**Excerpted passage**.
+++

Potential future inhabitants of the moon and Mars could live in rooms made of mushrooms. NASA is looking at the possibilities of fungi as a more sustainable option to metal and glass.
NASA’s myco-architecture project is using mushrooms as the building blocks for its prototypes of how future space habitats could be built. The fungi would be able to grow around an already-established framework by just adding water.
The project’s primary focus is on the underground threads that make up the main part of the fungus, known as mycelia. Mycelia are capable of growing, replicating, and repairing themselves, so it’s a potential solution to efficient space construction.
“Right now, traditional habitat designs for Mars are like a turtle — carrying our homes with us on our backs – a reliable plan, but with huge energy costs,” said Lynn Rothschild, the principal investigator of the project, in a press release. “Instead, we can harness mycelia to grow these habitats ourselves when we get there.”

+++

**Using the information**.
1) Duplicate the part of the mushroom habitat passage, everything from "The project’s primary" down to "efficient space construction.".
2) Go on with the passage about NASA's mushroom-based space habitats, starting after its last sentence.

+++

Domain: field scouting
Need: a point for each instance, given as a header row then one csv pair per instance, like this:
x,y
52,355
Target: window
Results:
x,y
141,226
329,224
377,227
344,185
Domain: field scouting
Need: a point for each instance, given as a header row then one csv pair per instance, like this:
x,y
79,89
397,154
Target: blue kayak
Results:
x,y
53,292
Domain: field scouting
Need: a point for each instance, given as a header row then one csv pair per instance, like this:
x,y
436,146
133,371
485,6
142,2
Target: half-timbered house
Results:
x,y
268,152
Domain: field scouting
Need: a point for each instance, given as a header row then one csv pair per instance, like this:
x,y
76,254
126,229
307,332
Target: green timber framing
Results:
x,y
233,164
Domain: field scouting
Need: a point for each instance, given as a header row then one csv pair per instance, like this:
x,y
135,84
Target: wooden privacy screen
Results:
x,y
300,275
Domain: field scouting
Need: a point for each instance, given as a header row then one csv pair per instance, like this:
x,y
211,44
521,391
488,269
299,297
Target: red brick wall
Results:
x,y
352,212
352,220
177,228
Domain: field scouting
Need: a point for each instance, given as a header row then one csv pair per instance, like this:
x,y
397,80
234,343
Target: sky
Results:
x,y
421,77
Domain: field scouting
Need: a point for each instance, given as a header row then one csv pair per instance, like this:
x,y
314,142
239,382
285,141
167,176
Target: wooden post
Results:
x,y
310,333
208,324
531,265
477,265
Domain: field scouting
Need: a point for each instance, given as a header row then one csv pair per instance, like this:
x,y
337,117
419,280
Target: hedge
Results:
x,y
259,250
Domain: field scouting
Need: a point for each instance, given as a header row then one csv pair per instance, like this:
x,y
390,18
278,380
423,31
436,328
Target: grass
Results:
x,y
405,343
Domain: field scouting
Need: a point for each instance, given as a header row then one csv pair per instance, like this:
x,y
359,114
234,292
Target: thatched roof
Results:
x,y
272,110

+++

**Exercise results**.
1)
The project’s primary focus is on the underground threads that make up the main part of the fungus, known as mycelia. Mycelia are capable of growing, replicating, and repairing themselves, so it’s a potential solution to efficient space construction.

2)
“Bricks” made out of mushrooms 2018 Stanford-Brown-RISD iGEM Team
The habitat would look like a three-layer dome, consisting of an outer layer of ice. The second layer would be made of cyanobacteria, which would use the sun shining through the ice and the water in the ice to photosynthesize. That layer would then produce oxygen for the final layer made up of the mycelia.
While the project is in its early stages and focuses solely on space, scientists are also looking into whether or not these ‘shroom rooms could be used here on Earth.
“When we design for space, we’re free to experiment with new ideas and materials with much more freedom than we would on Earth,” said Rothschild. “And after these prototypes are designed for other worlds, we can bring them back to ours.”
For instance, scientists have produced bricks made out of mycelium, yard waste, and wood chips. These materials would reduce the enormous carbon footprint of the construction industry if used instead of regular materials.
And aside from using ‘shrooms as building blocks, NASA says there’s also the possibility to use these microorganisms to filter water and for humidity regulation. Mushrooms can even be used to produce electricity without using fossil fuels.
We reached out to NASA to find out what the next stage of the myco-architecture project is, and we’ll update this story once we hear back.